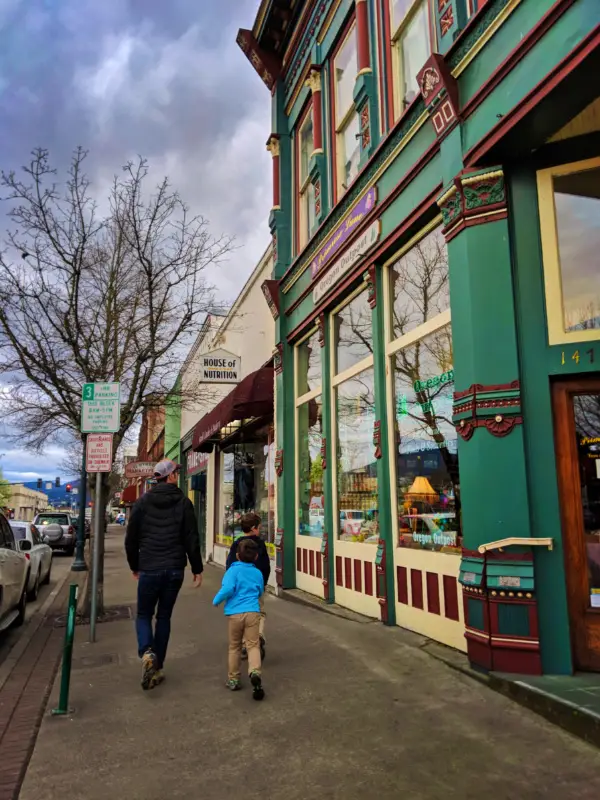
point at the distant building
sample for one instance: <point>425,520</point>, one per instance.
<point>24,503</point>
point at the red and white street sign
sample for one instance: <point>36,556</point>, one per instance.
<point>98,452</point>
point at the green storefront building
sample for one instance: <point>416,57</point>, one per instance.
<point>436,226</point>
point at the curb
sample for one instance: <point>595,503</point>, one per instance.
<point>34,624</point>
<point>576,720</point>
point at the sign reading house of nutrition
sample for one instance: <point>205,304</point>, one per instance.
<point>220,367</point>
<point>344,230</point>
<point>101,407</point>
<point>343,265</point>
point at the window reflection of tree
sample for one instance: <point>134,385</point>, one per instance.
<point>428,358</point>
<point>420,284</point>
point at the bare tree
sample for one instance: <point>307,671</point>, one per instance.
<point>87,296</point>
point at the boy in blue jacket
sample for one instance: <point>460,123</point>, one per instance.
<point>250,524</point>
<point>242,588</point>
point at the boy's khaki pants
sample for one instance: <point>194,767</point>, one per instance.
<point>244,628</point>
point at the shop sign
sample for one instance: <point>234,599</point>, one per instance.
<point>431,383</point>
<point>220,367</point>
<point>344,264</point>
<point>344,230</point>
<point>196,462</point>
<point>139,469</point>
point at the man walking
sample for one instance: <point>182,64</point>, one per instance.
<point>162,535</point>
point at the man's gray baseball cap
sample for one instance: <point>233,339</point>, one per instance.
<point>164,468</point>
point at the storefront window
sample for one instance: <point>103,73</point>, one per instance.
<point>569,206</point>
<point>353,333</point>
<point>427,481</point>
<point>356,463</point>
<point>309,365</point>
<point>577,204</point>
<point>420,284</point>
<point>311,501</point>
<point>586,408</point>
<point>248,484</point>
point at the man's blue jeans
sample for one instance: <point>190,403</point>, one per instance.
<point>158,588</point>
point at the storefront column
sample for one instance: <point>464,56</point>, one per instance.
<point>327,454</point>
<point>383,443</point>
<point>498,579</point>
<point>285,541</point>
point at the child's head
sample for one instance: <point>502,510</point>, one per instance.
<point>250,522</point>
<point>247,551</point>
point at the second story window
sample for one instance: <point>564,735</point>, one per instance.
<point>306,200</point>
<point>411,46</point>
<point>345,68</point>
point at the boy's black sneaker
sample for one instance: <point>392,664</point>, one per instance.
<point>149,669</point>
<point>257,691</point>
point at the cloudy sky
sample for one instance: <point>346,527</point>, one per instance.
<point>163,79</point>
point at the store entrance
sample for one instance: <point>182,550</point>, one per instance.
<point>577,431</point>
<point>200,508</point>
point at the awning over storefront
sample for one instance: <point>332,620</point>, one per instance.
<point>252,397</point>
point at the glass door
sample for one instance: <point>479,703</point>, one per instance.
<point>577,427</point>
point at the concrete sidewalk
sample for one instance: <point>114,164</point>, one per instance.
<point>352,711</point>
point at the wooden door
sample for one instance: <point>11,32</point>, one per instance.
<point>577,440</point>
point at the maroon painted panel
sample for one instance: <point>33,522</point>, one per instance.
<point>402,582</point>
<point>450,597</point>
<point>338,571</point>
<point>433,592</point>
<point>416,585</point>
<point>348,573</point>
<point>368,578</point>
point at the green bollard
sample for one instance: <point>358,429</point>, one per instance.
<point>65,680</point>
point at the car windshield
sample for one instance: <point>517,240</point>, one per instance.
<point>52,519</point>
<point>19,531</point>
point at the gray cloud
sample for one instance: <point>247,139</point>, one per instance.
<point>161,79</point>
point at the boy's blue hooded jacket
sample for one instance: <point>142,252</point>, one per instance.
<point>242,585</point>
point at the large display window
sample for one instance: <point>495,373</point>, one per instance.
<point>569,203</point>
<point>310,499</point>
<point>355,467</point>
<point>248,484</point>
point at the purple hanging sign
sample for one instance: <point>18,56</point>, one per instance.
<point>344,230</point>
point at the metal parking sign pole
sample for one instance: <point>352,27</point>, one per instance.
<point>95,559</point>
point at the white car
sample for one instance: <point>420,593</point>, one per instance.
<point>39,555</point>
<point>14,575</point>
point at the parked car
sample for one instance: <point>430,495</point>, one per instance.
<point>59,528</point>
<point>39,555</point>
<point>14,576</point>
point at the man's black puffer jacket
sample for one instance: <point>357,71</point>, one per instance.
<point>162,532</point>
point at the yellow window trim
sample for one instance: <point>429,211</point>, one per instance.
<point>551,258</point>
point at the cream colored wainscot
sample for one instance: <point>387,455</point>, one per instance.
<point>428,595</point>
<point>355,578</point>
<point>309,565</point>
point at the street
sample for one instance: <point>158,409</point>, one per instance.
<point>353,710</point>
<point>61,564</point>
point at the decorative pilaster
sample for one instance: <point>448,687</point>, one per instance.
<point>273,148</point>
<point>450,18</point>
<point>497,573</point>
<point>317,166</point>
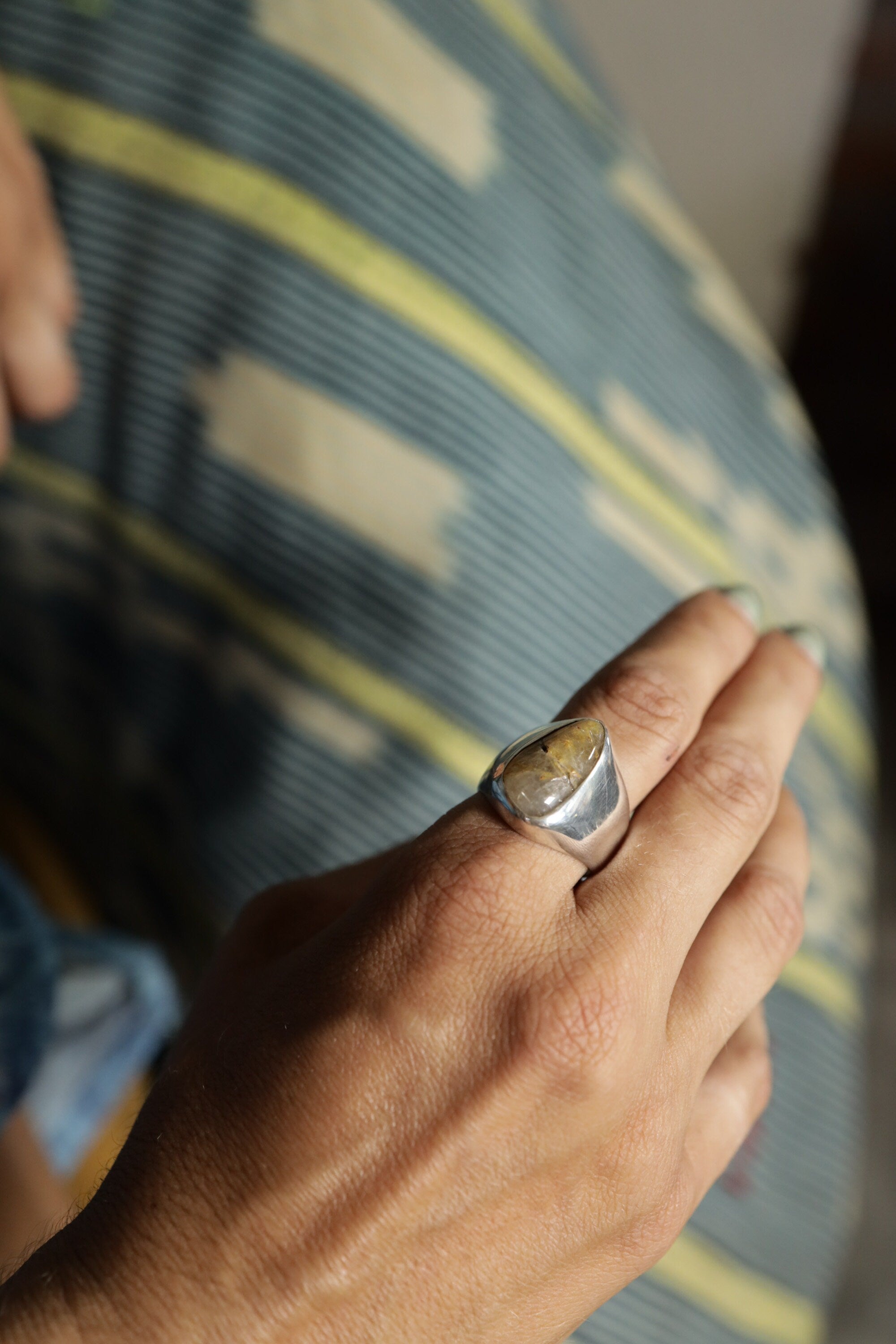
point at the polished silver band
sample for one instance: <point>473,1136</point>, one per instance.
# # #
Make an exact copy of the data, leaving its pictures out.

point at the distant building
sample for one instance: <point>425,520</point>, one per instance.
<point>24,503</point>
point at the red and white street sign
sample for one instance: <point>36,556</point>, one per instance.
<point>98,452</point>
point at the green storefront building
sample for one instance: <point>416,57</point>, one per instance.
<point>436,226</point>
point at the curb
sample for one instance: <point>595,503</point>, one per instance.
<point>34,624</point>
<point>576,720</point>
point at the sign reading house of nutrition
sample for one instance: <point>205,304</point>, one per instance.
<point>220,367</point>
<point>344,230</point>
<point>101,407</point>
<point>343,265</point>
point at the window reflection of tree
sample for one instance: <point>134,385</point>, one per instance.
<point>428,358</point>
<point>420,284</point>
point at the bare tree
sample for one instance: <point>307,671</point>, one per instance.
<point>87,296</point>
point at the boy in blue jacket
sample for one instance: <point>460,123</point>, one per instance.
<point>250,524</point>
<point>242,588</point>
point at the boy's khaki pants
sample for one instance: <point>194,767</point>, one per instance.
<point>244,628</point>
point at the shop sign
sample for one instance: <point>234,599</point>, one per instance.
<point>431,383</point>
<point>220,367</point>
<point>344,264</point>
<point>344,230</point>
<point>196,462</point>
<point>139,469</point>
point at the man walking
sample for one instance: <point>182,64</point>, one per instance.
<point>162,535</point>
point at the man's gray baseball cap
sample for one instance: <point>233,339</point>, one per instance.
<point>164,468</point>
point at the storefront window
sample for one instance: <point>103,73</point>, one per instance.
<point>569,206</point>
<point>353,333</point>
<point>427,481</point>
<point>356,463</point>
<point>309,365</point>
<point>577,204</point>
<point>420,284</point>
<point>311,501</point>
<point>586,408</point>
<point>248,484</point>
point at the man's blue jeans
sample for one instance: <point>190,403</point>, one per instance.
<point>158,588</point>
point at the storefront column
sample for one instance: <point>464,56</point>, one per instance.
<point>327,454</point>
<point>383,443</point>
<point>498,579</point>
<point>285,541</point>
point at the child's head
sample for one instance: <point>502,510</point>, one per instance.
<point>250,522</point>
<point>247,551</point>
point at the second story window
sample for one instance: <point>564,735</point>, one per instance.
<point>306,200</point>
<point>411,46</point>
<point>345,68</point>
point at the boy's black sneaker
sample for one instance: <point>392,664</point>, one per instance.
<point>149,669</point>
<point>257,691</point>
point at the cloudy sky
sample for one instance: <point>346,527</point>, one per instance.
<point>163,79</point>
point at the store entrance
sample for one instance: <point>182,550</point>, one per instance.
<point>577,431</point>
<point>200,508</point>
point at the awning over storefront
sample for one instance: <point>332,620</point>, one per instance.
<point>252,397</point>
point at the glass door
sample for one instance: <point>479,703</point>, one per instance.
<point>577,427</point>
point at the concrete sidewalk
sample for one instance: <point>114,164</point>, one per instance.
<point>352,711</point>
point at the wooden door
sample for one instance: <point>11,32</point>, one per instance.
<point>577,440</point>
point at the maroon painted panel
sample for one instance: <point>33,522</point>, one per instance.
<point>402,582</point>
<point>450,597</point>
<point>338,571</point>
<point>433,592</point>
<point>416,585</point>
<point>348,573</point>
<point>368,578</point>
point at the green bollard
sample for one instance: <point>358,429</point>, one per instance.
<point>65,680</point>
point at the car windshield
sample for one instance: <point>517,240</point>, one per instance.
<point>52,519</point>
<point>19,531</point>
point at the gray cloud
sample for one instance: <point>247,139</point>, one per instance.
<point>161,79</point>
point at the boy's blue hooded jacket
sample for one instance: <point>142,252</point>, one per instance.
<point>242,585</point>
point at the large display window
sample for one instance: <point>495,373</point>, one per instance.
<point>569,203</point>
<point>310,499</point>
<point>355,467</point>
<point>248,484</point>
point at the purple hanging sign
sample for one instance: <point>18,56</point>, one per instance.
<point>344,230</point>
point at the metal parking sign pole
sample for one instance: <point>352,27</point>, one per instance.
<point>95,559</point>
point at the white car
sample for one instance: <point>420,593</point>, one per instance.
<point>39,555</point>
<point>14,575</point>
point at the parked car
sample for one instance: <point>430,495</point>, one per instance.
<point>59,528</point>
<point>39,555</point>
<point>14,576</point>
point at the man's black puffer jacket
sample for one instance: <point>357,71</point>, one per instance.
<point>162,532</point>
point at the yellow window trim
sample for one instance: <point>429,211</point>, one per instance.
<point>551,258</point>
point at the cream colored wainscot
sample for one instance: <point>387,455</point>, one per instance.
<point>428,595</point>
<point>355,578</point>
<point>309,565</point>
point at the street
sample for one instance: <point>158,409</point>, one per instance.
<point>353,710</point>
<point>61,564</point>
point at the decorative pilaster
sample for one instance: <point>448,687</point>, one per instance.
<point>273,148</point>
<point>450,18</point>
<point>497,573</point>
<point>317,166</point>
point at the polished silver band
sample for one instance: <point>473,1136</point>, one per instance.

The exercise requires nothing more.